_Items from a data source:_

****************************************

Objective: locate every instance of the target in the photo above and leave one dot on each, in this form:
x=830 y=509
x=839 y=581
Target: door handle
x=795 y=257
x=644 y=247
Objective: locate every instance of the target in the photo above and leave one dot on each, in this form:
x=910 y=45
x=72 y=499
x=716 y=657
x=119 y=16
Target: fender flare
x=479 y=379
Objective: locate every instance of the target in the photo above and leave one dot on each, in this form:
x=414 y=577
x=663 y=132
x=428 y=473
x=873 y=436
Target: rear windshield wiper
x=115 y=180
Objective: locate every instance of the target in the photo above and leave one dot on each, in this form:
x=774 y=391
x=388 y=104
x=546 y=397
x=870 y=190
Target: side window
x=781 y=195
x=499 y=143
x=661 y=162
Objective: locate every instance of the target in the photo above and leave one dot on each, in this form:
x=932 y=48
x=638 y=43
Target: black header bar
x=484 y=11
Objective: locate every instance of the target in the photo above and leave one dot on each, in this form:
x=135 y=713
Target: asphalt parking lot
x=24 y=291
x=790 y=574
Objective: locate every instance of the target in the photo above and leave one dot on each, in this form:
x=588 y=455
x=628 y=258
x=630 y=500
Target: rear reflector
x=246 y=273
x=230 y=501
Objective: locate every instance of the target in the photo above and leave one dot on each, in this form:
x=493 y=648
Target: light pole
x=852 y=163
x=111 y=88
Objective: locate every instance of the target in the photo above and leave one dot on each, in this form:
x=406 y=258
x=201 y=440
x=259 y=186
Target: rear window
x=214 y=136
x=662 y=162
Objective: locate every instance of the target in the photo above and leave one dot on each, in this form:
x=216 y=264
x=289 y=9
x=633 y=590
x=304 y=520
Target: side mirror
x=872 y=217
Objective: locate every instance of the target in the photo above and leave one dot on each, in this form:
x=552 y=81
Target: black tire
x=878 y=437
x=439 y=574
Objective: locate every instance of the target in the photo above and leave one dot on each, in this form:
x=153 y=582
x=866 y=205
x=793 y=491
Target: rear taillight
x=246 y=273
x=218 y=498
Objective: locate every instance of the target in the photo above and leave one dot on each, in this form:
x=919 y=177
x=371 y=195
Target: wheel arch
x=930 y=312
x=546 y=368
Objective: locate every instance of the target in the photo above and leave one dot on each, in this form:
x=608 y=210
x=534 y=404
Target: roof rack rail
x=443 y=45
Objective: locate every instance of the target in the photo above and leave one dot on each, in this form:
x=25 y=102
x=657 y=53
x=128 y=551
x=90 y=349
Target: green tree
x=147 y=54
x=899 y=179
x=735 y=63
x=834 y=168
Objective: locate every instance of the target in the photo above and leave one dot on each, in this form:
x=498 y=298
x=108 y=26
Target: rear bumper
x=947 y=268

****************************************

_Activity:_ Word for word, give the records again.

_Solved problem:_
Objective: locate every instance of the target in the photo above and leave one dot on each, in this form:
x=830 y=509
x=839 y=581
Target: door handle
x=795 y=257
x=644 y=247
Objective: locate every instance of the target in the photo above and leave one dot on each, in this form:
x=910 y=45
x=72 y=499
x=716 y=657
x=119 y=16
Target: fender flare
x=479 y=379
Objective: locate every instance of the target in the photo above and leave one dot on each, in this form:
x=414 y=577
x=663 y=132
x=428 y=473
x=873 y=436
Target: rear windshield wiper
x=115 y=180
Objective: locate every instance of the target in the photo above and leave one dot on each, in this form:
x=774 y=391
x=388 y=104
x=546 y=397
x=870 y=190
Target: side window
x=781 y=195
x=499 y=143
x=661 y=162
Objective: locate every instance of the target in the photo above and leave one dot on each, in this form:
x=932 y=48
x=638 y=43
Target: black header bar
x=484 y=11
Objective: locate every instance of the target in the photo above and leave one dot on each, in this form:
x=135 y=713
Target: asphalt parking lot
x=24 y=291
x=790 y=574
Objective: locate every instance of the target in the photo above and leave one dot on each, in this form:
x=588 y=455
x=628 y=258
x=630 y=500
Target: rear reflector
x=246 y=273
x=230 y=501
Objective: locate every instance of the target in the photo above and leave one dot on each, in this form:
x=493 y=648
Target: light pole
x=852 y=163
x=111 y=88
Objective: locate every instance of the target in the photo above and leave one dot on each, in this form:
x=406 y=258
x=201 y=440
x=259 y=186
Target: rear window
x=214 y=136
x=662 y=162
Objective: locate every instance of the target in the photo above and leave one dot on each, in this form:
x=216 y=264
x=289 y=9
x=633 y=590
x=304 y=520
Target: side mirror
x=872 y=217
Objective: locate every instance of the target in the photo above and leave one dot on each, in this form:
x=552 y=81
Target: black tire
x=878 y=437
x=439 y=574
Objective: locate every instance of the target in the photo above and leave one dot on each, in this form:
x=153 y=582
x=866 y=205
x=793 y=491
Target: rear taillight
x=246 y=273
x=218 y=498
Objective: locate every instance of the target in the photo above and leave one dot on each, in this form:
x=919 y=177
x=371 y=195
Target: wheel arch
x=930 y=312
x=546 y=368
Objective: locate every instance of the target in the photo above and leave one dot on each, in this form:
x=608 y=210
x=534 y=404
Target: roof rack rail
x=443 y=45
Objective: locate every instance of the target in the photo above and leave one dot on each, in this form:
x=25 y=102
x=657 y=53
x=128 y=551
x=90 y=349
Target: green tree
x=147 y=54
x=899 y=179
x=735 y=63
x=834 y=168
Objective: locate every instance of the target in the photo above and leave one dot on each, in this form:
x=498 y=298
x=108 y=26
Target: rear bumper
x=947 y=268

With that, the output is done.